* **WHAT IS BEING ASKED**
A verbatim transcript of the lines below, starting at the first and ending with the one that holds "[locate] crate side", is what should be produced.

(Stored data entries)
******************************
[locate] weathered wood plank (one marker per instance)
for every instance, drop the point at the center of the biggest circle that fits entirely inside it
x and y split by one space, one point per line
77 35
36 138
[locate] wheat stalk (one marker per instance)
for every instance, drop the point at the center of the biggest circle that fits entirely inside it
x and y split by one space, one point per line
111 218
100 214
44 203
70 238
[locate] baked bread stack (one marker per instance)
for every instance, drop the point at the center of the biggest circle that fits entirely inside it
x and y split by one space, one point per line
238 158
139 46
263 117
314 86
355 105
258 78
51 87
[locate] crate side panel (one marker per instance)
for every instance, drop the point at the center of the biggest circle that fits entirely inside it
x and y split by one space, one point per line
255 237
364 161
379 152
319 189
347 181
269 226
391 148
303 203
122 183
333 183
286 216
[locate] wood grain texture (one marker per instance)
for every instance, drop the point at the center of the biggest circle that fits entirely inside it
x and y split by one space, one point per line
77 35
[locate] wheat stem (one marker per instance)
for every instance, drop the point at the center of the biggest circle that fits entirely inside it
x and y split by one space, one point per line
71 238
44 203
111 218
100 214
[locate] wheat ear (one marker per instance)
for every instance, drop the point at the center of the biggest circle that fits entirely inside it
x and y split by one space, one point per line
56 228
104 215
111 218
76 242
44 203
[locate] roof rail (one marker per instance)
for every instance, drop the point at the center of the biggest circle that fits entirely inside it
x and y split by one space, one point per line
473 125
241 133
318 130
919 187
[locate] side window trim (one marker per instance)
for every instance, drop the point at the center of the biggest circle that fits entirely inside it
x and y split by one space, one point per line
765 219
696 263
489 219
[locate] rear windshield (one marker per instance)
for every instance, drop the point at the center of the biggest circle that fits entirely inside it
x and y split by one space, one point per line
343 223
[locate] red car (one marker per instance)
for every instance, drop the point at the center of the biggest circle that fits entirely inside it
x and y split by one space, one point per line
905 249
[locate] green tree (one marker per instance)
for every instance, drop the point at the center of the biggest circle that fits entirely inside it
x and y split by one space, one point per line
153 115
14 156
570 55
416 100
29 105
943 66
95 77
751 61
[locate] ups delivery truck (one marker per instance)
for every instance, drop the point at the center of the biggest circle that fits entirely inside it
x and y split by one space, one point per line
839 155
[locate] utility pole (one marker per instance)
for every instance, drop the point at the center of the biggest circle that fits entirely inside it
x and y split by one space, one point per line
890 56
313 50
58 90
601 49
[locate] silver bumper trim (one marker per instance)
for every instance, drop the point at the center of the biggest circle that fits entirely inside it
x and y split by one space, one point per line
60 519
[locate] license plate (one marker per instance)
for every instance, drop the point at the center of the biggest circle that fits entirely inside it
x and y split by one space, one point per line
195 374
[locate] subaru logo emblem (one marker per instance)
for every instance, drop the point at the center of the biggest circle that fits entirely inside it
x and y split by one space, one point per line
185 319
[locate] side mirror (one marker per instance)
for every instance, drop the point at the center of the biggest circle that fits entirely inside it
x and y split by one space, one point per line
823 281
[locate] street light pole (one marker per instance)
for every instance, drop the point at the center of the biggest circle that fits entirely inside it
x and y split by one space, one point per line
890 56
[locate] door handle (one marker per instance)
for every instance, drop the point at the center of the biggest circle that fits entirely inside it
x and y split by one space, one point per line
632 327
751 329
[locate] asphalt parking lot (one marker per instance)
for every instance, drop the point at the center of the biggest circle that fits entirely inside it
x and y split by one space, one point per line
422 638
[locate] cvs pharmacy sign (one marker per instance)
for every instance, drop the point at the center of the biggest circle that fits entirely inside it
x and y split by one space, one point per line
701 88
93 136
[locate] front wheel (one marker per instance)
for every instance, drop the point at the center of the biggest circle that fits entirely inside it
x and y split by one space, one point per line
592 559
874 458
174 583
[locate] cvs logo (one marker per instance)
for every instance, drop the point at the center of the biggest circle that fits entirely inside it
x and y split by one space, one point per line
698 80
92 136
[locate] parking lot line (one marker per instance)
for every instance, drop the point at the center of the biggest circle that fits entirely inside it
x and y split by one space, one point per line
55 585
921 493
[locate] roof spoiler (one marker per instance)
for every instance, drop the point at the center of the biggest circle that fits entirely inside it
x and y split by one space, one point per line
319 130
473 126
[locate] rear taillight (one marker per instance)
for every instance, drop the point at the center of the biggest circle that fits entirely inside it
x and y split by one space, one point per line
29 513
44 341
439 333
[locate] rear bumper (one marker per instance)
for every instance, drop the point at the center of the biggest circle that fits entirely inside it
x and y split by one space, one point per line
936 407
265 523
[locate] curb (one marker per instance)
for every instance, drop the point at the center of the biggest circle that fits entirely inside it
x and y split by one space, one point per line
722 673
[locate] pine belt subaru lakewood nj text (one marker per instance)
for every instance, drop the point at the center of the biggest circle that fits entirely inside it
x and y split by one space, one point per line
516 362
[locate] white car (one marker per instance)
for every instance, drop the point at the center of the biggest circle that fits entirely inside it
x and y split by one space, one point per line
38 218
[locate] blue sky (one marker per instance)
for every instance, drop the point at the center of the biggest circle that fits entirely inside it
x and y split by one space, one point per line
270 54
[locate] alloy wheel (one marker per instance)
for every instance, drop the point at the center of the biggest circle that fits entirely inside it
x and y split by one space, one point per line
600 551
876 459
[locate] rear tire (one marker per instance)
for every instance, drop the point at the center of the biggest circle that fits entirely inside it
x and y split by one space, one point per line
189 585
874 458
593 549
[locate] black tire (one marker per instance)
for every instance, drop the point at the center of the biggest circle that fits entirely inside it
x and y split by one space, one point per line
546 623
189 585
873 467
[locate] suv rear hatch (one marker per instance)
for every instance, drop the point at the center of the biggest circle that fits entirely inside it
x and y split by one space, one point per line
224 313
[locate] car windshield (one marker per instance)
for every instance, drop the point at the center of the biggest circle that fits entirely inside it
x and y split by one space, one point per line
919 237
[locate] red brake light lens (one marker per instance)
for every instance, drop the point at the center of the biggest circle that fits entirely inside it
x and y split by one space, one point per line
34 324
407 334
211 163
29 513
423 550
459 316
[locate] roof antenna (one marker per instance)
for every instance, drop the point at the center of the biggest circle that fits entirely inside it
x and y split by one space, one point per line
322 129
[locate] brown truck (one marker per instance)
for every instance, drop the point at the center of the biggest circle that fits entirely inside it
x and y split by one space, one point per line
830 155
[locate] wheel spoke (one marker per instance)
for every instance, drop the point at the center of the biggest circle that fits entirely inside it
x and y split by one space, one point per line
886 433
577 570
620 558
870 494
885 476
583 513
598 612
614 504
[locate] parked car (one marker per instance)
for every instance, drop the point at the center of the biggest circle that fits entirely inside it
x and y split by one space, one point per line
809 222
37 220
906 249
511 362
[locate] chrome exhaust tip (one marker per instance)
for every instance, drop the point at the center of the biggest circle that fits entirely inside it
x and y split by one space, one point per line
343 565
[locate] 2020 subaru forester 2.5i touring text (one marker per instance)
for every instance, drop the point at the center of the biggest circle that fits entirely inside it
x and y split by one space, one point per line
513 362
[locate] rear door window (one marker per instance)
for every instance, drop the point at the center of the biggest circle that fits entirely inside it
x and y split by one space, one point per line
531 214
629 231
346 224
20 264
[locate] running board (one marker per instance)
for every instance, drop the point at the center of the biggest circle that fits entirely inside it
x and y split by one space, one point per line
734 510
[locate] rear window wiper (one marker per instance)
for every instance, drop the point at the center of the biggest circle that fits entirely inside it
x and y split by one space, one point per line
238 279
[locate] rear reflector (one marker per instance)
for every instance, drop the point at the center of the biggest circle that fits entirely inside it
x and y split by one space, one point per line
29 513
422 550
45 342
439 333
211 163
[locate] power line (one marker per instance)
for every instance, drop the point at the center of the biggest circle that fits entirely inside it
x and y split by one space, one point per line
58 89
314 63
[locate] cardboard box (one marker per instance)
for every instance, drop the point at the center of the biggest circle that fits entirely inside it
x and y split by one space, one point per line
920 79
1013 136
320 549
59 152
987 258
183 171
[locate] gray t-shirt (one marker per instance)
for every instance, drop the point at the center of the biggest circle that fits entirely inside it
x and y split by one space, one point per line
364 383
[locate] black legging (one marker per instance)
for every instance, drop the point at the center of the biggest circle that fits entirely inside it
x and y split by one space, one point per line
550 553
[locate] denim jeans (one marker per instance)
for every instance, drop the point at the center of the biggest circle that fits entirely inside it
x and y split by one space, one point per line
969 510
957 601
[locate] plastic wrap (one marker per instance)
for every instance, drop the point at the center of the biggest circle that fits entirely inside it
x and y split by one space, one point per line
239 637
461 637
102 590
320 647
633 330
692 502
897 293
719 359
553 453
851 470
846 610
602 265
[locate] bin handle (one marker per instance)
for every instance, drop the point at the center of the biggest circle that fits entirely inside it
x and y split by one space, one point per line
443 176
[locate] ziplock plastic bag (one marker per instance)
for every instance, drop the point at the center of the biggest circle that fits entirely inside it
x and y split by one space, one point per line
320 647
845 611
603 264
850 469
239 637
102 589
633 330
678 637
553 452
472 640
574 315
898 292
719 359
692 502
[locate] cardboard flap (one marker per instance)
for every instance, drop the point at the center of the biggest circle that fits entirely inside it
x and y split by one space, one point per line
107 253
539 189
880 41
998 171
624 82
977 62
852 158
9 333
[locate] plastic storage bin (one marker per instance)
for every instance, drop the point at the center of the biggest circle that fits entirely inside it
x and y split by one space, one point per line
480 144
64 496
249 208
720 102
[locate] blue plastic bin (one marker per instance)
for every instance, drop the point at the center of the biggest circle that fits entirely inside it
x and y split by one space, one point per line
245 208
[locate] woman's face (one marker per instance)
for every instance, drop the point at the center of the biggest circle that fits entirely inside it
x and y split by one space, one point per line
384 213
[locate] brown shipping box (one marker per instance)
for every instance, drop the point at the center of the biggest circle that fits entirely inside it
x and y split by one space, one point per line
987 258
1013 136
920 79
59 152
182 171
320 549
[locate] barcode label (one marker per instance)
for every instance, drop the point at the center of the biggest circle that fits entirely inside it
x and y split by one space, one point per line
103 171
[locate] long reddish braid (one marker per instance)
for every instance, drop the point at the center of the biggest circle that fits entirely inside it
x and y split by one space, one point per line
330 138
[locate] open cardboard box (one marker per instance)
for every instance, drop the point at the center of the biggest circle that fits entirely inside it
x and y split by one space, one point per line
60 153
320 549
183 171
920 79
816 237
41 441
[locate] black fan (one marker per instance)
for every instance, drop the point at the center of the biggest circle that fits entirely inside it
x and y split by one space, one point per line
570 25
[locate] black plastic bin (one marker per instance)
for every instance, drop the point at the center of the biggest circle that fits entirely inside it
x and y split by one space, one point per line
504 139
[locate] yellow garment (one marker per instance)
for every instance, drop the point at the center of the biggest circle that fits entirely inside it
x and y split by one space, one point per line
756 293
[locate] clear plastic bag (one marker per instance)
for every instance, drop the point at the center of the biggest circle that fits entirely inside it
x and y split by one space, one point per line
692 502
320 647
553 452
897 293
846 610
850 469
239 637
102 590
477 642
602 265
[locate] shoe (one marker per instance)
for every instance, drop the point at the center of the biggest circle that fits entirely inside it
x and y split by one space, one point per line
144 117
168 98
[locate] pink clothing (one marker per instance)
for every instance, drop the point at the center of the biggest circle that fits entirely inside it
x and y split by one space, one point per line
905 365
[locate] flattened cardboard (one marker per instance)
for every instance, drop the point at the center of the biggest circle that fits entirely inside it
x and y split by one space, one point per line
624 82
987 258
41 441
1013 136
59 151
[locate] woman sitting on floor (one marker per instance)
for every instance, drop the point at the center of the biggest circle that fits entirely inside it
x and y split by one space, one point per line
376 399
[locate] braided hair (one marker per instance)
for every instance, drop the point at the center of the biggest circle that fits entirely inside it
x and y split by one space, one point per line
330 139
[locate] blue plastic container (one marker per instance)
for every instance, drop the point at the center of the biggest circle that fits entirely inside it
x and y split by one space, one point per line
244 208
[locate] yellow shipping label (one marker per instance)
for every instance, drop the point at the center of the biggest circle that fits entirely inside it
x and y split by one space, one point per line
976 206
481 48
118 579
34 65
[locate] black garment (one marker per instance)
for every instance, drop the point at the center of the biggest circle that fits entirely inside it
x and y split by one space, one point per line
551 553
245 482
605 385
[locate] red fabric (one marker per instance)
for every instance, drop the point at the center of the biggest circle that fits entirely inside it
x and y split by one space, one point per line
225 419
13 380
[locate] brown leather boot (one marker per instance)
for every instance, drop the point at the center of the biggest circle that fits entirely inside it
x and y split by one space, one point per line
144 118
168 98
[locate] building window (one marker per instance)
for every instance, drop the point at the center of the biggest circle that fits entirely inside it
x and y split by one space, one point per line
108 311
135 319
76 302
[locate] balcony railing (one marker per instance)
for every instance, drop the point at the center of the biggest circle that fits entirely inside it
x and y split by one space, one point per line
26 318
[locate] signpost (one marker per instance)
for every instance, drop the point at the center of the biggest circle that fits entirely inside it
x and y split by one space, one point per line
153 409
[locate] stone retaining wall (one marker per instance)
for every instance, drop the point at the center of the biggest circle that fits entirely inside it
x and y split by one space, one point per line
******************************
* **RESPONSE**
[locate] weathered wood plank (one marker per instance)
for every instance, drop the point at the center of the biggest circle that fits entirely inside it
x and y split by one space, one point per line
77 35
36 138
[locate] wheat stalk (one marker per instance)
for every instance, drop the point at the center of the biggest circle that fits entirely inside it
x and y split by one space, one point per line
111 218
100 214
44 203
70 238
[locate] baked bread stack (one marker per instance)
for every instance, drop the point at the center of the biggest circle that fits entirely inside it
x and y split by one space, one point per line
238 158
139 46
263 117
314 86
355 105
258 78
51 87
[locate] crate side panel (one marker per instance)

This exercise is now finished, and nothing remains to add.